▶ [STORED ROWS]:

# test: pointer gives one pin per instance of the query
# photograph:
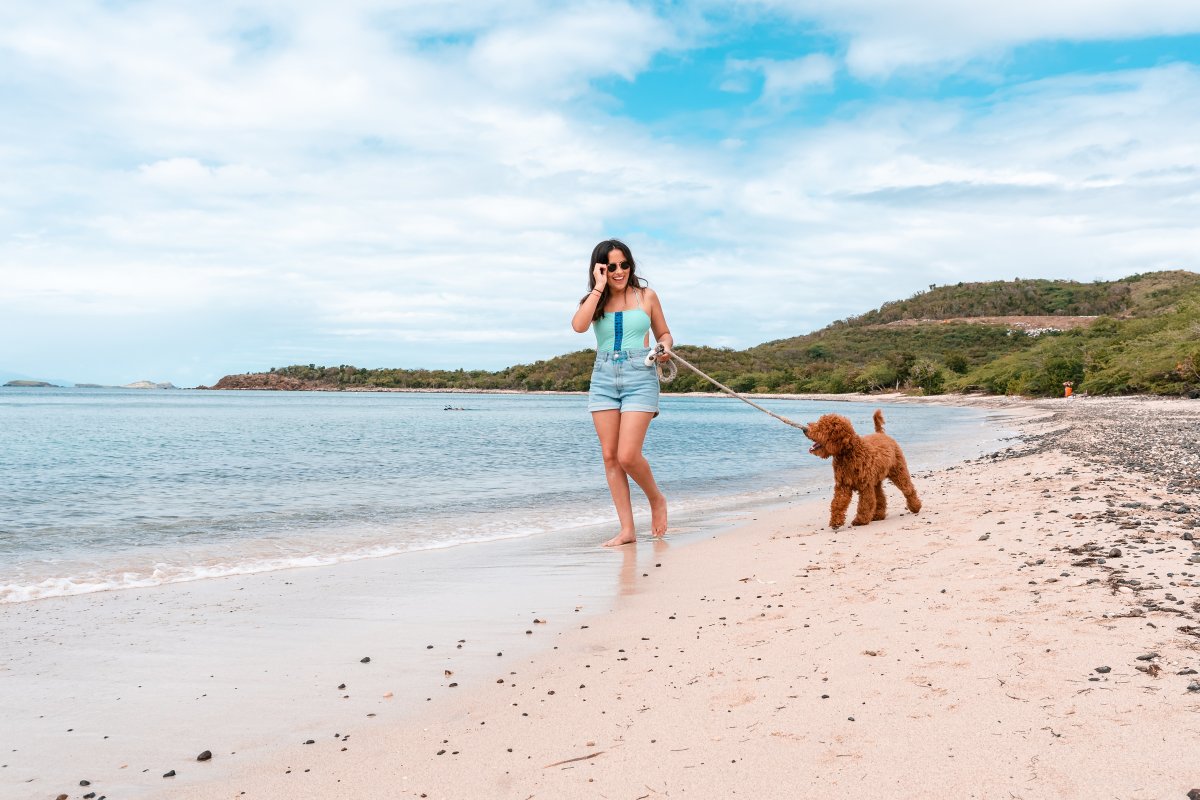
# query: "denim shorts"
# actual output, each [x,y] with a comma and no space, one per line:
[621,380]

▶ [SHORT EXERCISE]: Update the listing by replacing "query" with "label" everywhere it occurs, keeping every other part unchanged. Leave the picture out of your answer.

▶ [FULL OUTPUT]:
# test: pointer gives one pin per instance of the label
# photograph:
# label: "denim shorts"
# actual output, each [x,y] with a comma and no space, one per line:
[621,380]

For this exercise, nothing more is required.